#### WHAT TO WORK ON:
Tally the lines in the listing below that contain the string "grazing", treating uppercase and lowercase as different. Reply with the number alone.

Position annotation records:
··········

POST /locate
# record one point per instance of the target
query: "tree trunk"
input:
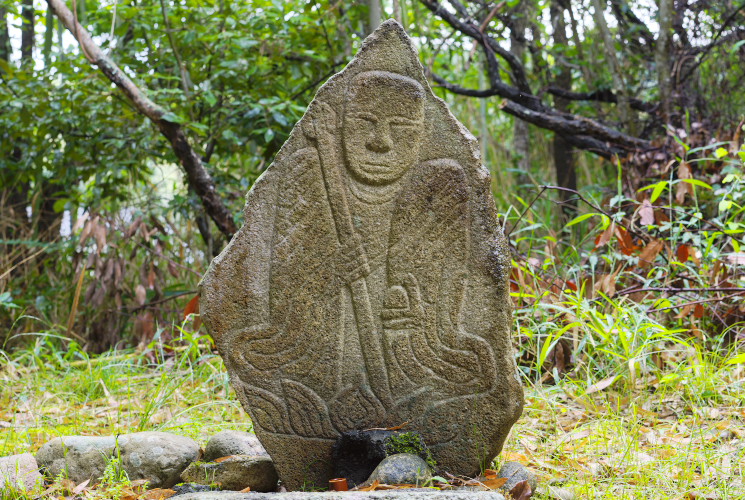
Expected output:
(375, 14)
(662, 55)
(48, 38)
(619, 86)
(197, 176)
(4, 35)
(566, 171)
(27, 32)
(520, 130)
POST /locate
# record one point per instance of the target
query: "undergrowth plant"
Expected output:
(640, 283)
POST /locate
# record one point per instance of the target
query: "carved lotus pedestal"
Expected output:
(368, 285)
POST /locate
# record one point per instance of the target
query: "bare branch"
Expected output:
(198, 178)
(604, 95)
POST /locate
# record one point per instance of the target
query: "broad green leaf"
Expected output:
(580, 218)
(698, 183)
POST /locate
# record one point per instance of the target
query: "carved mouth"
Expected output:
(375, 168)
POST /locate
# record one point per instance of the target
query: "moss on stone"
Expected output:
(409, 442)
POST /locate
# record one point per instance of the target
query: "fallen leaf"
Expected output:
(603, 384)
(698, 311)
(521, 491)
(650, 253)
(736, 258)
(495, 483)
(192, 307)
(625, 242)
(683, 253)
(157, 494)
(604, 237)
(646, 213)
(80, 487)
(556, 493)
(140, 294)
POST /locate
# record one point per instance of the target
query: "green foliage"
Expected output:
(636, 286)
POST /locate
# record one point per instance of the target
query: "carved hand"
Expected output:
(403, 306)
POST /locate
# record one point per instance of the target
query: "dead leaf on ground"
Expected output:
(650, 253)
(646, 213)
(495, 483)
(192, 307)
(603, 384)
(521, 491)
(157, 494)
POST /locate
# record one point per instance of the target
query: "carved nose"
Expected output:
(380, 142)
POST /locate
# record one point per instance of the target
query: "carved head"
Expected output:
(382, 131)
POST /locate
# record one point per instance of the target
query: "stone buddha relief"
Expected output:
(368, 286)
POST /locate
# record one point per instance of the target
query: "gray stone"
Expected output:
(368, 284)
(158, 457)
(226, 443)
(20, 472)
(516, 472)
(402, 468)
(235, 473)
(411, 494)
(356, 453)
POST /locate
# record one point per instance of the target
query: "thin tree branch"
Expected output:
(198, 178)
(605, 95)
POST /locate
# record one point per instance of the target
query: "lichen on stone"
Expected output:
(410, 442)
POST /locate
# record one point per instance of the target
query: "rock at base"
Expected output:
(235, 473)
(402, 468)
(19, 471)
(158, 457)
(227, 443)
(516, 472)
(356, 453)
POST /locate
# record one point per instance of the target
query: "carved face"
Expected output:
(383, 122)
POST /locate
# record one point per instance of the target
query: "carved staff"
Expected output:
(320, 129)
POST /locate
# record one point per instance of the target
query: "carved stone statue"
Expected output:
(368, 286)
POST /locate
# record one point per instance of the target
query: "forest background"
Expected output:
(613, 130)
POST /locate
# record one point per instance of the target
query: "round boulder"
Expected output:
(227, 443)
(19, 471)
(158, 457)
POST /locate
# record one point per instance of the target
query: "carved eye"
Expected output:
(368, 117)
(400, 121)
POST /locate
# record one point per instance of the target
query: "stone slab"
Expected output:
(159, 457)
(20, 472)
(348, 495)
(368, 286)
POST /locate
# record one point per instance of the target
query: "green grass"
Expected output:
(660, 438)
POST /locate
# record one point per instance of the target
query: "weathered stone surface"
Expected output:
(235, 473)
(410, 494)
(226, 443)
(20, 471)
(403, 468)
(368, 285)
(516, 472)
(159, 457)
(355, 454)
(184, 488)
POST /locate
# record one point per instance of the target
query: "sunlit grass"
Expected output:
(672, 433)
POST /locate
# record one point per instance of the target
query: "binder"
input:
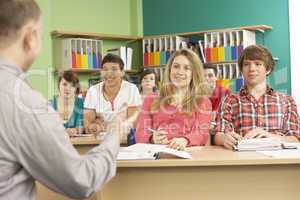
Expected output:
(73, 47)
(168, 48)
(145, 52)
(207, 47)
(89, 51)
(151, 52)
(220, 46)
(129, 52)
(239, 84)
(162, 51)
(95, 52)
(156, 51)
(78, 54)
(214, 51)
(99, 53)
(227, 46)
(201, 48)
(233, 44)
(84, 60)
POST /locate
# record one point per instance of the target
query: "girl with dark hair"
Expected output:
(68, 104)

··········

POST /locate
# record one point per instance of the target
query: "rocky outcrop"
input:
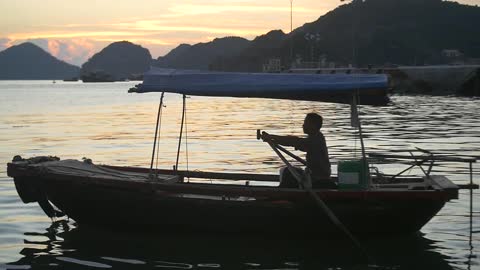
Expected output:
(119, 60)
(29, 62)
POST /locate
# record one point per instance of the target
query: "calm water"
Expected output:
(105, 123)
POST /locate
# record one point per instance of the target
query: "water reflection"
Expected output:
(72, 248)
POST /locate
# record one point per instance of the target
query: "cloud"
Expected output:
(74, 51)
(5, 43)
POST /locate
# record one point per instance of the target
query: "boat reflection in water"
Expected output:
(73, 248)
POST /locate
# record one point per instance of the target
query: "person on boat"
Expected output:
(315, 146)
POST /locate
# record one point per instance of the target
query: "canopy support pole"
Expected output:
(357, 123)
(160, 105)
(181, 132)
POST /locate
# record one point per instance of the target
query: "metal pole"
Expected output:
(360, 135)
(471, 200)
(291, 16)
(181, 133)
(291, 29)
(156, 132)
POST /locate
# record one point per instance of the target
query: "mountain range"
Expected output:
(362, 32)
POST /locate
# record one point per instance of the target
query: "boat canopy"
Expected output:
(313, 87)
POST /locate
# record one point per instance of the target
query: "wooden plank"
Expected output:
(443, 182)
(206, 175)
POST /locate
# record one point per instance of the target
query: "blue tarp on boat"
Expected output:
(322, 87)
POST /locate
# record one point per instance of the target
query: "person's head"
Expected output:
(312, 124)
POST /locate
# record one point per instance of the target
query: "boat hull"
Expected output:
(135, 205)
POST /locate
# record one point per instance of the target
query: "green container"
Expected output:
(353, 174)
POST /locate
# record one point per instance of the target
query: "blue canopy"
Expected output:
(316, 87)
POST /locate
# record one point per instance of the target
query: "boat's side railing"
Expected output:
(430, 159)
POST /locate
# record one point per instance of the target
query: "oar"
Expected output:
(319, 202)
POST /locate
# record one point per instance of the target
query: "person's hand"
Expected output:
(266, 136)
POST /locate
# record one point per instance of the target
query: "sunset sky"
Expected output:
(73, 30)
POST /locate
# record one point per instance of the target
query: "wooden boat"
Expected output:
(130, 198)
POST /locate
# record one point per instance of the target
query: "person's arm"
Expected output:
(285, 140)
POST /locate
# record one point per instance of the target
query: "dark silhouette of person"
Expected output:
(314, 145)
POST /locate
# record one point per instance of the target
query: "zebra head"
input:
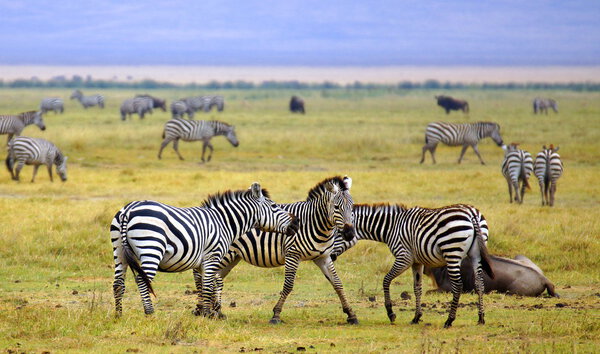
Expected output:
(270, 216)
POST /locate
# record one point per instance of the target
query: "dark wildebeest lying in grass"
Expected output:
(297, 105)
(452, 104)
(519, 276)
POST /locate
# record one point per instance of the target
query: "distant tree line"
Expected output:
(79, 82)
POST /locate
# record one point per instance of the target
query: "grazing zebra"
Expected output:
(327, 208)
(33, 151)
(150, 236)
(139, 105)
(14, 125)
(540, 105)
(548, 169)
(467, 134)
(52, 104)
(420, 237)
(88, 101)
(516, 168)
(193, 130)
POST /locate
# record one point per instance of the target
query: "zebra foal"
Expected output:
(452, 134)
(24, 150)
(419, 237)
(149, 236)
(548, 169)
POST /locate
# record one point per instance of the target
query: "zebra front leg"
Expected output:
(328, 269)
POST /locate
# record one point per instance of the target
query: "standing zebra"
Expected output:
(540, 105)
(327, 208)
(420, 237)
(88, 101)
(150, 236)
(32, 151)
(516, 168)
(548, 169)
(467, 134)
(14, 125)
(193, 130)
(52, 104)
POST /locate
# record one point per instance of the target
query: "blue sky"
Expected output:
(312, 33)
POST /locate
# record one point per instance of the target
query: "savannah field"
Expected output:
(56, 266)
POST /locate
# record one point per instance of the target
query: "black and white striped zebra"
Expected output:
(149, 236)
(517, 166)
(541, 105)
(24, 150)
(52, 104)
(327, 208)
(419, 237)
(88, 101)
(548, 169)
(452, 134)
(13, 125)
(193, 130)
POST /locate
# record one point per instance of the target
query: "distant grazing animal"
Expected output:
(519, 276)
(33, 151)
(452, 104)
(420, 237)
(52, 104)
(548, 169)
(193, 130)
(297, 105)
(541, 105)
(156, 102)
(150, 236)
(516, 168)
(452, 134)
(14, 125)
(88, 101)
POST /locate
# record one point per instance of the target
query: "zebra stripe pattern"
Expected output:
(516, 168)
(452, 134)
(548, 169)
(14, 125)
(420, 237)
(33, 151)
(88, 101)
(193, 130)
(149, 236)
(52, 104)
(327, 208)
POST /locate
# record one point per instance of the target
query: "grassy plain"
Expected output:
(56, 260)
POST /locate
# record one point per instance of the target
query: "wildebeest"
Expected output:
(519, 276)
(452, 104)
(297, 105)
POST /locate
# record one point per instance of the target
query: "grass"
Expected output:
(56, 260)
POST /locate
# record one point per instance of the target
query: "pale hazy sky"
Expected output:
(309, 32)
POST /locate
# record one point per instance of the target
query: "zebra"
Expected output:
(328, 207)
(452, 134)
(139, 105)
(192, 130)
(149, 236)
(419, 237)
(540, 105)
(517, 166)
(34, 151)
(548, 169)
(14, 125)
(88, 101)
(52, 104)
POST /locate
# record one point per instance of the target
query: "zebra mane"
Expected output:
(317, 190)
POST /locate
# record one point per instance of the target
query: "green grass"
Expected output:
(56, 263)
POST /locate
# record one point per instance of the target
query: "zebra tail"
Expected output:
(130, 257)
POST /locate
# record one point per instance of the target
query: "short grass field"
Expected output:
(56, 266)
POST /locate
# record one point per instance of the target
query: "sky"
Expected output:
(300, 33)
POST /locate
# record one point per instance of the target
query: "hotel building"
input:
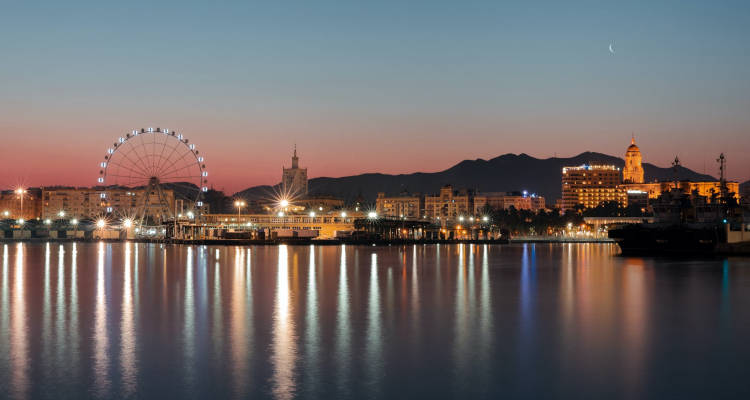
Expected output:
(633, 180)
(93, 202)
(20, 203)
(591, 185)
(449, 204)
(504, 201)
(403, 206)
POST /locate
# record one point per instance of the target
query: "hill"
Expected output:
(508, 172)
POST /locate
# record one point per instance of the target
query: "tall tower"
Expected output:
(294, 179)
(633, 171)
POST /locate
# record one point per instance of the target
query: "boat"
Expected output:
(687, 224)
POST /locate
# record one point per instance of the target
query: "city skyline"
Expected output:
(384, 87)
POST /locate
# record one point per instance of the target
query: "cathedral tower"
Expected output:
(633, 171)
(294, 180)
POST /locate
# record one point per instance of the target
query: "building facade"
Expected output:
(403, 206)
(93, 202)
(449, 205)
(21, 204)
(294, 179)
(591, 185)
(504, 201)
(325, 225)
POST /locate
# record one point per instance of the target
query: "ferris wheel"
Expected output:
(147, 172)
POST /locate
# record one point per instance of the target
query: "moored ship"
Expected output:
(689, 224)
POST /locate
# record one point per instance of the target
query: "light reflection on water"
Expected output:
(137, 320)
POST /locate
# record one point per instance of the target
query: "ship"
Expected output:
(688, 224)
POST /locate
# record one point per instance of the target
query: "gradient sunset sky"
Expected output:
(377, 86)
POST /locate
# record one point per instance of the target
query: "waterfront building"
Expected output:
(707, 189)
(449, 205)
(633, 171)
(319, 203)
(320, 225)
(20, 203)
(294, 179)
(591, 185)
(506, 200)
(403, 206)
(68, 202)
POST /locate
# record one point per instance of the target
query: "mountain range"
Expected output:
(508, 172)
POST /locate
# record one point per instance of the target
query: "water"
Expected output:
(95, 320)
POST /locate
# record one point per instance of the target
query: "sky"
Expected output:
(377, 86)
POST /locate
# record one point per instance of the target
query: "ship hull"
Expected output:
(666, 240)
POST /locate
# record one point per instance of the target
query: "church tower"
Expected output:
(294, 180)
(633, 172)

··········

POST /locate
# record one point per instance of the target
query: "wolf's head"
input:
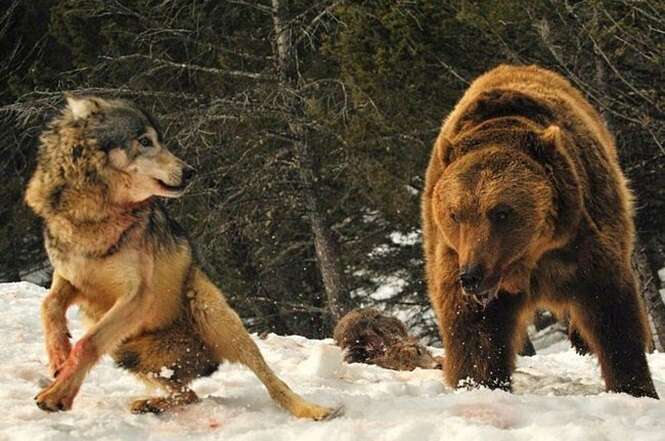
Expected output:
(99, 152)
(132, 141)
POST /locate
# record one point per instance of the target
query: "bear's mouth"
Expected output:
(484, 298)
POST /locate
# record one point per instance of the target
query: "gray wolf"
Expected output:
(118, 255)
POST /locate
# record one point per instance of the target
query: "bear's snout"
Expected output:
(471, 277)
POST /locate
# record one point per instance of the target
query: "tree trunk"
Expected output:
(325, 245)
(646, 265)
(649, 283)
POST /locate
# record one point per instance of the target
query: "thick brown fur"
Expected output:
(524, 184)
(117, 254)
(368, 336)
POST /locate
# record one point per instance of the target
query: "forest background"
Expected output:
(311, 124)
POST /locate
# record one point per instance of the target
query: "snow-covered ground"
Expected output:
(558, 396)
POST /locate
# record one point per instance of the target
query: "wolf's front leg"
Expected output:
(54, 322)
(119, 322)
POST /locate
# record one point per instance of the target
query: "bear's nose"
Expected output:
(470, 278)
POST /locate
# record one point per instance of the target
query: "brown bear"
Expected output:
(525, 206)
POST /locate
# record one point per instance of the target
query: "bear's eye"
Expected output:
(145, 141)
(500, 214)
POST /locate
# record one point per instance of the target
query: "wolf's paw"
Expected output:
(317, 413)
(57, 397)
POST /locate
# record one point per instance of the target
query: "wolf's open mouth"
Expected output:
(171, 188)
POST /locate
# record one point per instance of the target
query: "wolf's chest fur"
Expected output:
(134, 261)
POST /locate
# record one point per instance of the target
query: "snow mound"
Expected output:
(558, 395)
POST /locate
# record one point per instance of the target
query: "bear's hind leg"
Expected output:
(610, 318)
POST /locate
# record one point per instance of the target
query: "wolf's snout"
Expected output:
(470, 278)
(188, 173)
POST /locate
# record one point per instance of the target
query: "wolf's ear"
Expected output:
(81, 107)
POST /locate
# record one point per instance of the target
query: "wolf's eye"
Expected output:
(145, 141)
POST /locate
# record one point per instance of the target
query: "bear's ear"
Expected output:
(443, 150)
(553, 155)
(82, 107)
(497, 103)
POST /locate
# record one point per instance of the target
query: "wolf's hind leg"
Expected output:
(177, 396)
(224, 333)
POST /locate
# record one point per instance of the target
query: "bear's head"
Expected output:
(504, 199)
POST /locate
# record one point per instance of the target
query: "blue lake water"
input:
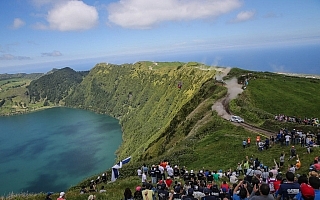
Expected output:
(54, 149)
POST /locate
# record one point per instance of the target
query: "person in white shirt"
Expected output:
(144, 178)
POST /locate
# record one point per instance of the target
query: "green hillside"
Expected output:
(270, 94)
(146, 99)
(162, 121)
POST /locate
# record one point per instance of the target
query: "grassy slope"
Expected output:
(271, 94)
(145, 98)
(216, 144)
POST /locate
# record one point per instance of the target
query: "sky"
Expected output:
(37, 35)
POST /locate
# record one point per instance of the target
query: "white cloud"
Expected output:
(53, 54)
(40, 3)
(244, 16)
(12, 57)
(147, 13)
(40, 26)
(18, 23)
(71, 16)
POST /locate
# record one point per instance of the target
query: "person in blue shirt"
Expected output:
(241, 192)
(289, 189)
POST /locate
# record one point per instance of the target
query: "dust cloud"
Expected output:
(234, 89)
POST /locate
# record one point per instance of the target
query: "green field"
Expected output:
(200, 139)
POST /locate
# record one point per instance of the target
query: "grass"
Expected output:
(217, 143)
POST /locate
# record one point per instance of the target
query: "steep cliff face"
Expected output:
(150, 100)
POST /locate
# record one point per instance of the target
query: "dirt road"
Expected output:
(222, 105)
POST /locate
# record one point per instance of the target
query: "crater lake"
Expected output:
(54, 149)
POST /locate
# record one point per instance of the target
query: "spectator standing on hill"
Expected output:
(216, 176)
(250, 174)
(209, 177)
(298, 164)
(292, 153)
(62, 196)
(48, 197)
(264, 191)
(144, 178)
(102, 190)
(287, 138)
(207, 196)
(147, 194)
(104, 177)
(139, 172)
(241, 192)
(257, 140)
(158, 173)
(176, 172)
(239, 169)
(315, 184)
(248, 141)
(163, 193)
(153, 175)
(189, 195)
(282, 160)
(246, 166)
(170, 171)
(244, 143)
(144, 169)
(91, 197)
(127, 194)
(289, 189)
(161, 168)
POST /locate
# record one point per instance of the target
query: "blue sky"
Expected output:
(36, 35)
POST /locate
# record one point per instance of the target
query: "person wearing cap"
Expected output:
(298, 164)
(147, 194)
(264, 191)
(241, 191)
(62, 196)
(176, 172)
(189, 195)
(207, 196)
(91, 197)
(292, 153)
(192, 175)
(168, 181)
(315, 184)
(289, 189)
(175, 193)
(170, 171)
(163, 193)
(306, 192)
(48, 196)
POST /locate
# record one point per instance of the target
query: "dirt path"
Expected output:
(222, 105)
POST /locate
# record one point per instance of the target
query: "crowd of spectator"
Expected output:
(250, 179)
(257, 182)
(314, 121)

··········

#### ANSWER FOR THIS EXERCISE:
2